Continue the seminar announcement about a ball rolling on a rotating cup, picking up right after its final sentence.

------ SUPPLIED PASSAGE ------

Seminario

Seminario Geometría, Mecánica y Control

Ball on a Rotating Cup

Ponente:  Nicola Sansonetto (University of Verona)
Fecha:  viernes 01 de octubre de 2021 - 15:30
Lugar:  Online - us06web.zoom.us/j/7555463367 (ID: 755 546 3367)

Resumen:

In this seminar I will introduce and study the class of nonholonomic mechanical systems formed by a heavy symmetric ball that rolls without sliding on a surface of revolution, which is either at rest or rotates about its (vertical) figure axis with uniform angular velocity Ω.

------ DATASET ROWS ------

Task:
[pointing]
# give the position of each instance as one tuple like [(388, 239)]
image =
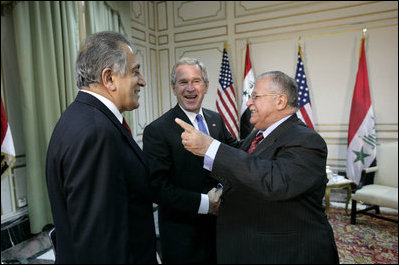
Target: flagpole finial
[(364, 32)]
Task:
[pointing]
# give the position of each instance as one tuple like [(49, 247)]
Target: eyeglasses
[(194, 83), (254, 96)]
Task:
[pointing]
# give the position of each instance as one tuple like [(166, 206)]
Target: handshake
[(214, 200)]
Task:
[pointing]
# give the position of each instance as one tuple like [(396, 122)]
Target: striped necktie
[(255, 142), (201, 124), (126, 126)]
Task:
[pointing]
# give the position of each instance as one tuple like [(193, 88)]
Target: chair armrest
[(370, 169), (367, 177)]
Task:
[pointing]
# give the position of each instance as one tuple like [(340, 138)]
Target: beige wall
[(330, 35)]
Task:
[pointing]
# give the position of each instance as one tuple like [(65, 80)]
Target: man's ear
[(206, 87), (282, 101), (108, 79)]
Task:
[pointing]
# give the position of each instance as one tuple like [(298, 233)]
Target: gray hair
[(189, 61), (99, 51), (283, 84)]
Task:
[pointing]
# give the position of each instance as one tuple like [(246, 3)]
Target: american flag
[(226, 97), (305, 107)]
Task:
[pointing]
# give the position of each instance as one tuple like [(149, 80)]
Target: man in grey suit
[(187, 196), (271, 209)]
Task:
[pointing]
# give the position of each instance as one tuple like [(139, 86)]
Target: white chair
[(383, 190)]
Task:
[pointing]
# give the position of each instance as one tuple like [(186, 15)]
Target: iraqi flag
[(7, 145), (248, 85), (361, 133)]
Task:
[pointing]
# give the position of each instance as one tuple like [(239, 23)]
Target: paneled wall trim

------

SOLVED EXERCISE:
I will show that the reduced system is Hamiltonizable even if Ω is not vanishing and, exploiting the recently introduced ‘moving energy’, we give sufficient conditions on the profile of the surface that ensure the periodicity of the reduced dynamics and hence the quasi-periodicity of the unreduced dynamics on tori of dimension up to three. Furthermore, we determine all the equilibria of the reduced system, which are classified in three distinct families, and determine their stability properties.

The seminar is based on the collaboration with F. Fasso` and M. Dalla Via 
"On the dynamics of a heavy symmetric ball that rolls without sliding on a uniformly rotating surface of revolution”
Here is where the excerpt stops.